● 수행할 과제: 아래 타이타닉 생존자 분석 발췌문에서 "df_test=pd.read_csv('Dataset/Titanic/test.csv')"로 시작해 "등급별로 사람 수 세기."로 끝나는 부분을 한 글자도 바꾸지 말고 다시 적으세요.

● 제공된 발췌문:
[Machine Learning] 타이타닉 생존자 머신러닝 -2-

Posted Nov 29, 2023

By 엉덩희 5 min read

In [4]:

df_train=pd.read_csv('Dataset/Titanic/train.csv')
df_test=pd.read_csv('Dataset/Titanic/test.csv')

Pclass분석

In [9]:

df_train[['Pclass','Survived']].groupby(['Pclass'], as_index=True).count() #groupby() 메서드로 Pclass별로 묶어서 각각의 등급별로 사람 수 세기.

Out[9]:

	Survived
Pclass
1	216
2	184
3	491

In [10]:

df_train[['Pclass','Survived']].groupby(['Pclass'],as_index=True).sum()  # sum()을 하면 전체 값을 더하기 때문에 그 값이 결국 생존자 수라는 것을 알 수 있다.

Out[10]:

	Survived
Pclass
1	136
2	87
3	119

In [12]:

# pandas의 crosstab으로 더 편하게 정보들을 볼 수 있다. style로 cmap을 설정하여 원하는 색으로 지정할 수 있다.
pd.crosstab(df_train['Pclass'],df_train['Survived'],margins=True).style.background_gradient(cmap='summer_r')

Out[12]:

Survived	0	1	All
Pclass
1	80	136	216
2	97	87	184
3	372	119	491
All	549	342	891

In [19]:

# Survived가 1과 0값이라 평균자체가 생존률이 될 수 있다. 따라서 이것을 정렬하고 그래프로 그렸다.
df_train[['Pclass','Survived']].groupby(['Pclass'], as_index=True).mean().sort_values(by='Survived',ascending=False).plot.bar()

Out[19]:

<AxesSubplot:xlabel='Pclass'>

In [17]:

# seaborn으로도 시각화 bar플롯으로는 등급별 사람 수, count플롯으로는 등급별 생존자와 사망자 나눠서 표현

y_position=1.02
f,ax=plt.subplots(1,2, figsize=(18,8))

데이터셋 항목:
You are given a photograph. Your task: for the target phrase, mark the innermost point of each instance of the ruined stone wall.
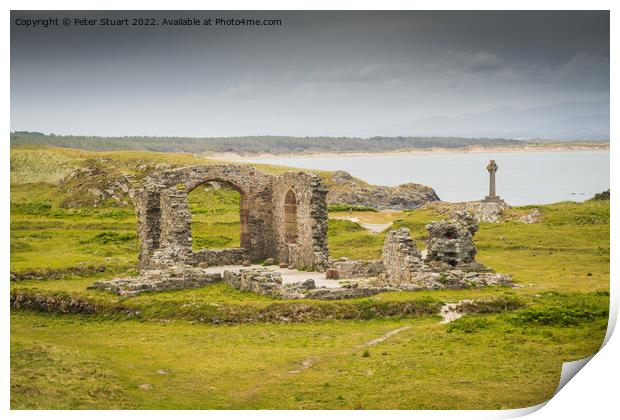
(309, 250)
(164, 219)
(214, 257)
(401, 258)
(451, 241)
(353, 269)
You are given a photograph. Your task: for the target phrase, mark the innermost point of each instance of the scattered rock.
(348, 190)
(532, 217)
(481, 211)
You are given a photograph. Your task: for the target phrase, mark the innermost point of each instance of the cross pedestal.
(492, 168)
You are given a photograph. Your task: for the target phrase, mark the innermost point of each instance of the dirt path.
(308, 362)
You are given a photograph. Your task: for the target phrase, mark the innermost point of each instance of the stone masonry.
(401, 257)
(164, 219)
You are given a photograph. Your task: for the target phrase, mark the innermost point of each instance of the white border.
(593, 393)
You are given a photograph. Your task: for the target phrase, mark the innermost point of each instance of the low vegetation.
(252, 144)
(205, 348)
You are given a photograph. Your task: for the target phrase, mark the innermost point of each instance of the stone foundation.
(451, 241)
(158, 281)
(282, 217)
(401, 257)
(215, 257)
(352, 269)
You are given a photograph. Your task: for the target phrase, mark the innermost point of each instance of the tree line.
(252, 144)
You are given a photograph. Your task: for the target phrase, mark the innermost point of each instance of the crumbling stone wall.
(309, 248)
(164, 218)
(451, 241)
(401, 257)
(353, 269)
(214, 257)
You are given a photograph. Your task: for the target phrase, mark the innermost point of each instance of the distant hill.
(254, 144)
(568, 121)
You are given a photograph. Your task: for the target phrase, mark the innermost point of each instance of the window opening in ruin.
(219, 216)
(290, 217)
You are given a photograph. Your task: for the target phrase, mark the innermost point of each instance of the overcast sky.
(319, 73)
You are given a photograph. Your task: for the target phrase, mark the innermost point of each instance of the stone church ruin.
(283, 243)
(281, 217)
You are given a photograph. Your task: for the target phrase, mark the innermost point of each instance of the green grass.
(94, 363)
(506, 354)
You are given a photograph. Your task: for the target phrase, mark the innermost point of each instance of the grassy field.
(213, 347)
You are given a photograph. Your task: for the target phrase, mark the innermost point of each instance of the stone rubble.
(284, 221)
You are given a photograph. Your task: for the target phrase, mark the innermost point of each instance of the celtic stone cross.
(492, 168)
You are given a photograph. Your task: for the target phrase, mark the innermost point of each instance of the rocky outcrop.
(401, 257)
(533, 216)
(226, 256)
(482, 211)
(94, 186)
(449, 264)
(353, 269)
(451, 241)
(344, 189)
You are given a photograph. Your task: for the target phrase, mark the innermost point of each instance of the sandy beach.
(577, 147)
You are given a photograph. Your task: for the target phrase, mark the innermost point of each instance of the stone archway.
(165, 220)
(244, 228)
(290, 217)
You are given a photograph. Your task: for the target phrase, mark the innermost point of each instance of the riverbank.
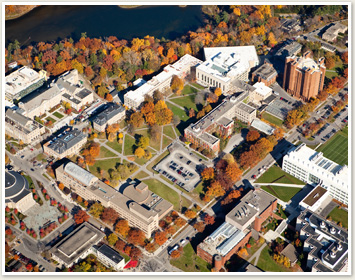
(24, 10)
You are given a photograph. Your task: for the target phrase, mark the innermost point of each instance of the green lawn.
(104, 152)
(272, 119)
(283, 193)
(267, 263)
(105, 164)
(169, 131)
(190, 262)
(336, 148)
(178, 112)
(129, 142)
(339, 215)
(58, 115)
(276, 175)
(186, 102)
(165, 192)
(115, 145)
(197, 85)
(51, 119)
(141, 175)
(188, 90)
(159, 158)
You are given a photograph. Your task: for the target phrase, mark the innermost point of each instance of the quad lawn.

● 과제 결과:
df_test=pd.read_csv('Dataset/Titanic/test.csv')

Pclass분석

In [9]:

df_train[['Pclass','Survived']].groupby(['Pclass'], as_index=True).count() #groupby() 메서드로 Pclass별로 묶어서 각각의 등급별로 사람 수 세기.